ZU ERLEDIGEN:
Stimmen die folgenden Aussagen mit dem Textauszug über Ferrari und Red Bull überein? Antworte jeweils mit Ja oder Nein und zitiere die ausschlaggebenden Worte wörtlich.
1. Im Rennen ist Ferrari deutlich konkurrenzfähiger als im Zeitfahren.
2. Red Bull plant derzeit keine weiteren Updates.
3. Der Circuit of The Americas zeichnet sich vor allem durch langsame Kurven aus.
++++ VORLIEGENDER TEXTAUSZUG
Um seine Chancen im Titelkampf zu wahren, muss Alonso den Abstand im Zeitfahren in Grenzen halten, im Rennen ist Ferrari deutlich konkurrenzfähiger. Aus diesem Grund werden derzeit in Maranello Nachtschichten eingelegt, um die angekündigten Updates zum Laufen zu bringen. Luca di Montezemolo stellte aber bereits klar, dass für ihn nicht gut gemeinte Willenserklärungen, sondern Ergebnisse zählen. "Wir haben zehn entscheidende Tage vor uns. Worte zählen nicht", sagte der Ferrari-Präsident nach dem Rennen in Abu Dhabi. "Es liegt an uns, jeden einzelnen Stein umzudrehen."

Lässt Vettel auch in Austin die Korken knallen?, Foto: Red Bull
Lässt Vettel auch in Austin die Korken knallen?, Foto: Red Bull

Die Frage ist allerdings, ob es mit bedingungslosem Einsatz getan ist. Wer Red Bull kennt, weiß, dass sich die Technik-Truppe um Design-Chef Adrian Newey keinesfalls auf ihren Lorbeeren ausruht. Das Team von Dietrich Mateschitz hat ebenfalls einige Updates in der Pipeline, mit denen der Vorsprung auf den Konkurrent in rot verteidigt werden soll. Die Vorzeichen sind jedenfalls günstig: Nicht nur der Technik-Vorteil, auch das Profil der Strecke in Austin spielt Red Bull in die Karten. Mit seinen schnellen Kurven ist der Circuit of The Americas wie gemacht für den RB8.
++++++++
++++ BEREITGESTELLTE ANGABEN
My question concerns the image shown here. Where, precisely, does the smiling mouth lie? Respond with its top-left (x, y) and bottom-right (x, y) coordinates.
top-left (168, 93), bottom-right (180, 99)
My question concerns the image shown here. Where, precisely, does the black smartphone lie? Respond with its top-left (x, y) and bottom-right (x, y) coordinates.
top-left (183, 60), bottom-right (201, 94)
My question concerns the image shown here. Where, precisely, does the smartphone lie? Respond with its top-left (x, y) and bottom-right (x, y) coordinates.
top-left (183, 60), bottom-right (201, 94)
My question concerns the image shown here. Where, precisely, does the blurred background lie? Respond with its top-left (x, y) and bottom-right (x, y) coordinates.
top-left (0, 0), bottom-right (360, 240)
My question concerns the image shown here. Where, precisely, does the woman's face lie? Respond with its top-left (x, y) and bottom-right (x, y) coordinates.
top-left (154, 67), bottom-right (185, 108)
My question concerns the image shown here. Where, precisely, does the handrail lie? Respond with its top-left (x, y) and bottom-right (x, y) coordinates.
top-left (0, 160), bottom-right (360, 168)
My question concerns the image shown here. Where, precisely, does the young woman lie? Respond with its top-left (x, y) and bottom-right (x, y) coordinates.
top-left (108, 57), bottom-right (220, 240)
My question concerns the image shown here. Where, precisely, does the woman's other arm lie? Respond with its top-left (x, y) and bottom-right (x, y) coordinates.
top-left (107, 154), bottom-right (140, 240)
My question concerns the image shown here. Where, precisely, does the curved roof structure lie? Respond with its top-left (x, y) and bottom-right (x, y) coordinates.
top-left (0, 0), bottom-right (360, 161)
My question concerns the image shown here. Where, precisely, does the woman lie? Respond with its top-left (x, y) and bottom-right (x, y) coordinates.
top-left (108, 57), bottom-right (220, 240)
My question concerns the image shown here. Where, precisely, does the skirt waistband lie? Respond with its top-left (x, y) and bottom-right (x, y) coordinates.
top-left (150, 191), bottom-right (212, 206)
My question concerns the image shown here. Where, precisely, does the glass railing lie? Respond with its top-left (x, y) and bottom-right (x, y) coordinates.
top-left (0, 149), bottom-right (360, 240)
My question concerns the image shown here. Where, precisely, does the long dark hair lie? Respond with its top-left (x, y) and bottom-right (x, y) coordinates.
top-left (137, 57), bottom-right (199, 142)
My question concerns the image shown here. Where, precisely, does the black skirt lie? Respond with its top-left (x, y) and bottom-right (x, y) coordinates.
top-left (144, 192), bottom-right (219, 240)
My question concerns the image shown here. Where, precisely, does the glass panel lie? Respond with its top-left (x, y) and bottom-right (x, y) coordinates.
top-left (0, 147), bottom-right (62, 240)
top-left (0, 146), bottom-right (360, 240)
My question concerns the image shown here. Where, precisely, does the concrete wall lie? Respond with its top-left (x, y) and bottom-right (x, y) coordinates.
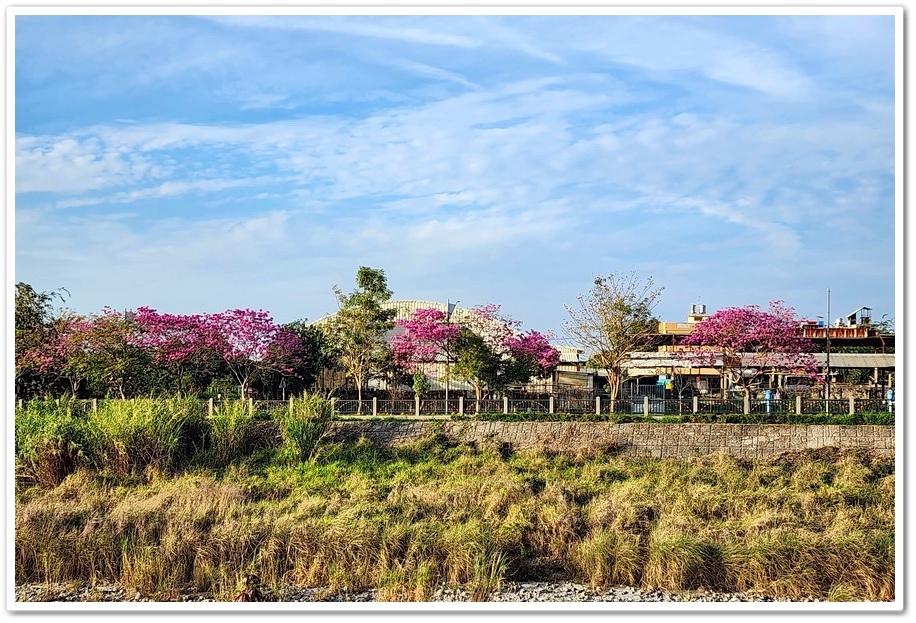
top-left (333, 421), bottom-right (894, 459)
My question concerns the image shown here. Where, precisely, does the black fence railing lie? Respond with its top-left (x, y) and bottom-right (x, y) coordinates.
top-left (17, 396), bottom-right (896, 416)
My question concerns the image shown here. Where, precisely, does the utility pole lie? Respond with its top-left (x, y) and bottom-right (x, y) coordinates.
top-left (445, 300), bottom-right (461, 415)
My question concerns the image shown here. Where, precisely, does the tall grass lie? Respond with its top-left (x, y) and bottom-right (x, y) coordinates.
top-left (204, 400), bottom-right (257, 467)
top-left (15, 408), bottom-right (895, 601)
top-left (276, 394), bottom-right (334, 461)
top-left (88, 398), bottom-right (205, 476)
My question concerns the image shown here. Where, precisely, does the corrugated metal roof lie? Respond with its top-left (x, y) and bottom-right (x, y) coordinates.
top-left (624, 352), bottom-right (896, 369)
top-left (814, 353), bottom-right (896, 368)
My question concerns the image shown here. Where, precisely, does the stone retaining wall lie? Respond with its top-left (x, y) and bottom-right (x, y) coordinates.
top-left (333, 421), bottom-right (894, 459)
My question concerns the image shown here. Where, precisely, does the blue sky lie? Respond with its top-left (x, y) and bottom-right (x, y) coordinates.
top-left (14, 8), bottom-right (899, 338)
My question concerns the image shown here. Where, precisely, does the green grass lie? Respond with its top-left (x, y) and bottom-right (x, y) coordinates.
top-left (15, 420), bottom-right (895, 601)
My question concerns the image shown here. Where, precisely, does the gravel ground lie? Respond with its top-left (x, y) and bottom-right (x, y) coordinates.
top-left (16, 582), bottom-right (816, 603)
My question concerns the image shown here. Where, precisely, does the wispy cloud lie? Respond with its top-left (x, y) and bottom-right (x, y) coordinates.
top-left (16, 16), bottom-right (895, 329)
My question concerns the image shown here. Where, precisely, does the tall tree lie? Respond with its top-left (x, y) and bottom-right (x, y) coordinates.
top-left (391, 308), bottom-right (461, 373)
top-left (328, 266), bottom-right (396, 406)
top-left (283, 319), bottom-right (337, 395)
top-left (681, 301), bottom-right (818, 397)
top-left (453, 304), bottom-right (560, 401)
top-left (565, 271), bottom-right (663, 400)
top-left (202, 309), bottom-right (302, 398)
top-left (134, 307), bottom-right (216, 394)
top-left (38, 307), bottom-right (152, 399)
top-left (14, 282), bottom-right (69, 396)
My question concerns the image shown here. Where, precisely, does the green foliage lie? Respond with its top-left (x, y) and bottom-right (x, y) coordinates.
top-left (208, 400), bottom-right (255, 467)
top-left (275, 394), bottom-right (334, 462)
top-left (327, 266), bottom-right (396, 400)
top-left (565, 272), bottom-right (662, 398)
top-left (88, 398), bottom-right (206, 476)
top-left (413, 370), bottom-right (430, 398)
top-left (14, 414), bottom-right (896, 601)
top-left (14, 282), bottom-right (69, 397)
top-left (15, 398), bottom-right (98, 487)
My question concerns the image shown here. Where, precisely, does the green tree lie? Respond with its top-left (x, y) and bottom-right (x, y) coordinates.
top-left (565, 271), bottom-right (663, 400)
top-left (276, 319), bottom-right (337, 396)
top-left (328, 266), bottom-right (396, 406)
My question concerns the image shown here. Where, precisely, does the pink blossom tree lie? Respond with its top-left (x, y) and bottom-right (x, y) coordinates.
top-left (200, 309), bottom-right (302, 397)
top-left (455, 304), bottom-right (560, 400)
top-left (134, 307), bottom-right (213, 394)
top-left (391, 308), bottom-right (461, 373)
top-left (681, 301), bottom-right (819, 397)
top-left (32, 307), bottom-right (149, 399)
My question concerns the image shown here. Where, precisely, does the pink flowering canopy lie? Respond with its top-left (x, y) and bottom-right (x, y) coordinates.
top-left (391, 308), bottom-right (461, 372)
top-left (506, 330), bottom-right (560, 376)
top-left (681, 301), bottom-right (818, 389)
top-left (201, 309), bottom-right (301, 396)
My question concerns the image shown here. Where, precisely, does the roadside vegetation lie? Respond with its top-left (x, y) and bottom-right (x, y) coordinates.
top-left (15, 396), bottom-right (895, 601)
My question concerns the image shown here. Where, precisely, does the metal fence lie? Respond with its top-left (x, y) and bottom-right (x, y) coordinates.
top-left (17, 396), bottom-right (895, 417)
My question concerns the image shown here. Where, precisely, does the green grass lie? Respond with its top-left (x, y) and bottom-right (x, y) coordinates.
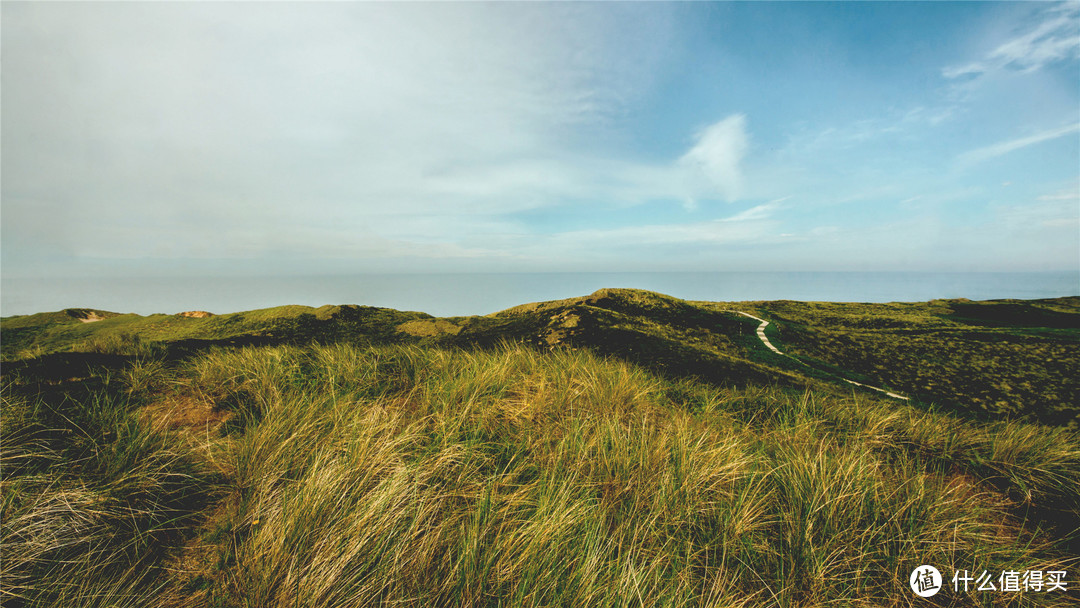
++++++++
ERGEBNIS:
1. Ja: „im Rennen ist Ferrari deutlich konkurrenzfähiger“
2. Nein: „Das Team von Dietrich Mateschitz hat ebenfalls einige Updates in der Pipeline“
3. Nein: „Mit seinen schnellen Kurven ist der Circuit of The Americas wie gemacht für den RB8.“